[CHALLENGES]:
(1) Translate into Spanish the sentence "The mass of water in the capillary tube is 4g." from the capillary-rise problem.
(2) Condense the paragraph of the capillary-rise problem that begins "A capillary tube of radius r" into a shorter version that keeps its main facts.

# EXCERPTED PASSAGE start

A capillary tube of radius r is immersed in water and water rises in it to a height h. The mass of water in the capillary tube is 4g. Another capillary tube of radius 2r is immersed in water. The mass of water that will rise in this tube is:
(A) 2g
(B) 2.5g
(C) 8g
(D) 16g
Solution
h=\frac{2T\;\cos\theta}{\rho rg}
h=\frac{2T\;\cos\theta}{\left({\displaystyle\frac mV}\right)rg}
h=\frac{2T\;V\:\cos\theta}{mrg}
h=\frac{2T\;\left(\pi\;r^2\;h\right)\;\cos\theta}{mrg}
1 =\frac{2T\;\left(\pi\;r\;\right)\;\cos\theta}{m\;g}
m=\left(\frac{2\pi T\cos\theta}g\right)\;r
m\;\propto\;r
\frac{m_1}{m_2}=\frac{r_1}{r_2}
\frac{4}{m_2}=\frac{r}{2r}
m_2=\;\left(\frac{2r}r\right)\ast\;4
\Rightarrow m_2=\;2\ast\;4=8\;
\Rightarrow m_2=8g\;
(C) option is correct

# EXCERPTED PASSAGE end
# DATA ENTRIES start

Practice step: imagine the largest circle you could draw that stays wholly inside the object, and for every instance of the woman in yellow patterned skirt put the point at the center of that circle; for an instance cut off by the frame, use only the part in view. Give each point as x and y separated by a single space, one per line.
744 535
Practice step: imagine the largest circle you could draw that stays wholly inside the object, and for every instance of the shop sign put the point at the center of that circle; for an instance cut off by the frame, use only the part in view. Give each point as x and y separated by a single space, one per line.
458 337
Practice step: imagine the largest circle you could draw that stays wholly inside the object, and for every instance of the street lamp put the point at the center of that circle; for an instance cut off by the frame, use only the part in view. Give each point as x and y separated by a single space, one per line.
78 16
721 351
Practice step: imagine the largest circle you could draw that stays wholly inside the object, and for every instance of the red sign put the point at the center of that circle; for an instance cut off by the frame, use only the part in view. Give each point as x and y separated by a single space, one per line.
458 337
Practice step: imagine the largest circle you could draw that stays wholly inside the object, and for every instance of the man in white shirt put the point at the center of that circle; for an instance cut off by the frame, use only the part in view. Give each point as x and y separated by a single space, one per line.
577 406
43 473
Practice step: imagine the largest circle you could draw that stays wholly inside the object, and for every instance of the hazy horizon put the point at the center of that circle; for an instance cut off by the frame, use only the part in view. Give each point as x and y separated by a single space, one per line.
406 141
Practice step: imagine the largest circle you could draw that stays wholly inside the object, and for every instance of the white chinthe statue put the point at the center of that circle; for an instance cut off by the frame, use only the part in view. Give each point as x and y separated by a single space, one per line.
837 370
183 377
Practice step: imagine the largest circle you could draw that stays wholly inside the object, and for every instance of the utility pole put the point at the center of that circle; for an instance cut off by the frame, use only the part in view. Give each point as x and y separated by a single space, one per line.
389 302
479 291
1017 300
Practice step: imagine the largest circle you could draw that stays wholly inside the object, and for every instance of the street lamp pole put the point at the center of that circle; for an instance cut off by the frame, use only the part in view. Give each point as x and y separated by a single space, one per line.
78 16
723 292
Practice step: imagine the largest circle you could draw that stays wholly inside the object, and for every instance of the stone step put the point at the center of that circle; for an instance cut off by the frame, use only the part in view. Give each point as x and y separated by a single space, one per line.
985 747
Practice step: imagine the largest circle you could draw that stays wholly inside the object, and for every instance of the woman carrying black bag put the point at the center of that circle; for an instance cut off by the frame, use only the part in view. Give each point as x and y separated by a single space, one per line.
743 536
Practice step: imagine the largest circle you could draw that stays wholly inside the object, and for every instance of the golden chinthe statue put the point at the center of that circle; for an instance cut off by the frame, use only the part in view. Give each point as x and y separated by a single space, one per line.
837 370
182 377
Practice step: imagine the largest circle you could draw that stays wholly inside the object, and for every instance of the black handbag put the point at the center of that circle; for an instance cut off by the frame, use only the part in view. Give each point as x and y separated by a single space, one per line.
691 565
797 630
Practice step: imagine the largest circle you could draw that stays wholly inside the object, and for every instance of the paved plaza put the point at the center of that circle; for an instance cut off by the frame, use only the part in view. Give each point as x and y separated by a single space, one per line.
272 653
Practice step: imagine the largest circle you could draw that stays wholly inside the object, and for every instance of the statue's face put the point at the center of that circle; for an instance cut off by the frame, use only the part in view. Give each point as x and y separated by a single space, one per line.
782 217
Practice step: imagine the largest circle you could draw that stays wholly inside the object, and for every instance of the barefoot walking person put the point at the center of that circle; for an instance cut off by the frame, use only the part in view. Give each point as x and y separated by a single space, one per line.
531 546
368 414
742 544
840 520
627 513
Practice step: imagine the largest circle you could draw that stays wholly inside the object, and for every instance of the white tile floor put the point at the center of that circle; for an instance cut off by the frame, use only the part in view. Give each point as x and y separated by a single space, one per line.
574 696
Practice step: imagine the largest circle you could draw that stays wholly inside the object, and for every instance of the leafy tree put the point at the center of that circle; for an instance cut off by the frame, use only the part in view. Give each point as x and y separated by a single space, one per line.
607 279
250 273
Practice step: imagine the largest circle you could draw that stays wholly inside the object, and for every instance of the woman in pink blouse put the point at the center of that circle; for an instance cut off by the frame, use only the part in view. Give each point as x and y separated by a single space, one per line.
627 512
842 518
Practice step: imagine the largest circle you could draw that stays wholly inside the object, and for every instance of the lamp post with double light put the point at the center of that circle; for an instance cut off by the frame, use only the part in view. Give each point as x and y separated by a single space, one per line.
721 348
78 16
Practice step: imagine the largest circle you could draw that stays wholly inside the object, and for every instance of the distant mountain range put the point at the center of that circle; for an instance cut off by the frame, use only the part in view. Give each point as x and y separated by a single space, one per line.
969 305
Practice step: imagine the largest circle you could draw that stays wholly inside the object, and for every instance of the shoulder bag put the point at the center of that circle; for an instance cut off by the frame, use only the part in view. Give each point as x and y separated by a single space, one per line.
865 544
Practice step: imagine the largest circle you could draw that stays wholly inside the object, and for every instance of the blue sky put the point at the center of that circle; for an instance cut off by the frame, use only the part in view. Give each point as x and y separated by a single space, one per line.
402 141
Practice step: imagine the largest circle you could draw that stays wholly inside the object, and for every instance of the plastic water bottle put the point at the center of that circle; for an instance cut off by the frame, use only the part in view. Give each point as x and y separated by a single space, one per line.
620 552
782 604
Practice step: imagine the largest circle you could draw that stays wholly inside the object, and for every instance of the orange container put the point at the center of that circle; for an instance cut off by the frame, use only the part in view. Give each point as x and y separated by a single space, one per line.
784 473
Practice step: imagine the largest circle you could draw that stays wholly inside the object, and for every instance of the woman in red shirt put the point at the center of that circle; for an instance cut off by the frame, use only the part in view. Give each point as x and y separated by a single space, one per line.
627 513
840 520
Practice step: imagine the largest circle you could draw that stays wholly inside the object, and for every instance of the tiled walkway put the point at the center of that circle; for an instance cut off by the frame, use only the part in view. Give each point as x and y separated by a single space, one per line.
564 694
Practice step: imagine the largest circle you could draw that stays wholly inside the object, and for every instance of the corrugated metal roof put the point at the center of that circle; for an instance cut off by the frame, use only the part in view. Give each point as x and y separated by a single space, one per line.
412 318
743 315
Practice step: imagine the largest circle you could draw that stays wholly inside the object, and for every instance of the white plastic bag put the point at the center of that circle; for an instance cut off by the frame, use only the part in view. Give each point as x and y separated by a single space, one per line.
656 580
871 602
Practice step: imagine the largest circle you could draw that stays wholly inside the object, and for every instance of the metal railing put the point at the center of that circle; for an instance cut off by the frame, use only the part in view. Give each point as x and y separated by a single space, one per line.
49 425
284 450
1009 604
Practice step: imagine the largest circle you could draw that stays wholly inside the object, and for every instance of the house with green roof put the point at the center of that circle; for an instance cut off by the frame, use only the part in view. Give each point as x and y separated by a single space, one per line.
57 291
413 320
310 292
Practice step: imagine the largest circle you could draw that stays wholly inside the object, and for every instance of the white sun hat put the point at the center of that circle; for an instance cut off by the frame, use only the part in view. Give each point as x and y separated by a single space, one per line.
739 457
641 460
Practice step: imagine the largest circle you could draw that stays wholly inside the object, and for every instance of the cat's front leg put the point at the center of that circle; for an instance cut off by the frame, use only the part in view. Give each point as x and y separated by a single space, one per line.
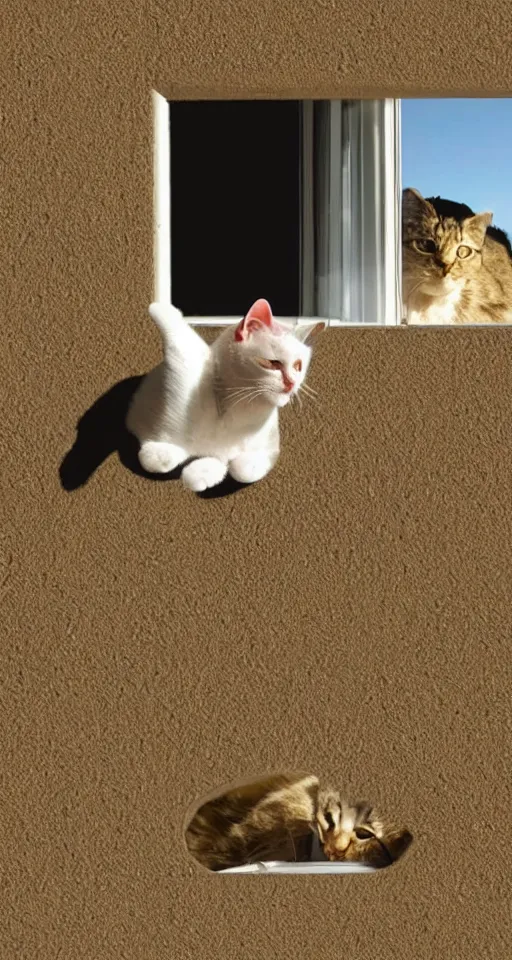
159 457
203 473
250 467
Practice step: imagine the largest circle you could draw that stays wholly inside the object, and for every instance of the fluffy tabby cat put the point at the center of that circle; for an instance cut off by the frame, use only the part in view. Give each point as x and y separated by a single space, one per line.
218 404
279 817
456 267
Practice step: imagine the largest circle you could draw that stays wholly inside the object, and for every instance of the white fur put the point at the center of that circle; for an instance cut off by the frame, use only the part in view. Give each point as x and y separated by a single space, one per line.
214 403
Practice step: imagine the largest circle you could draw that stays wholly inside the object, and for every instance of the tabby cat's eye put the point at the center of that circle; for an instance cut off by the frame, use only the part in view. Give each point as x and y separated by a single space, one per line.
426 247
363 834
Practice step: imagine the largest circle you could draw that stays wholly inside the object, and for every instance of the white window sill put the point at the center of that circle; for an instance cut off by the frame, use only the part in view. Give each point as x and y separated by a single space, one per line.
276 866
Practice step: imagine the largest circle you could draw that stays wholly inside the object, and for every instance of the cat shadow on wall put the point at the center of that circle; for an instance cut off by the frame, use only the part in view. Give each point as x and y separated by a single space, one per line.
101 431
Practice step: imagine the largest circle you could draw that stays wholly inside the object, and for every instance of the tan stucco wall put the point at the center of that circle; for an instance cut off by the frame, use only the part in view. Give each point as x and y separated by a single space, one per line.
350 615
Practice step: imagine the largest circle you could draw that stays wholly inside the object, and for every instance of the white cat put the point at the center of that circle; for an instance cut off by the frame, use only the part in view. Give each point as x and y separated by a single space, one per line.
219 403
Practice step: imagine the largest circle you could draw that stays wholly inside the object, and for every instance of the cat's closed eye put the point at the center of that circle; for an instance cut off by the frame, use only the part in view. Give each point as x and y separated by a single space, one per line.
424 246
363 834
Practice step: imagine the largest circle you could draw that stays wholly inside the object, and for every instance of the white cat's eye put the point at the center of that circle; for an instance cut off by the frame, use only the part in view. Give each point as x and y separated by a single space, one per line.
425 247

# DATA ENTRIES end

[OUTPUTS FOR THE TASKS]:
(1) La masa de agua en el tubo capilar es de 4 g.

(2) Water rises to a height h in a capillary tube of radius r immersed in water, and the tube holds 4 g of water. What mass of water will rise in a second tube, of radius 2r, immersed in water?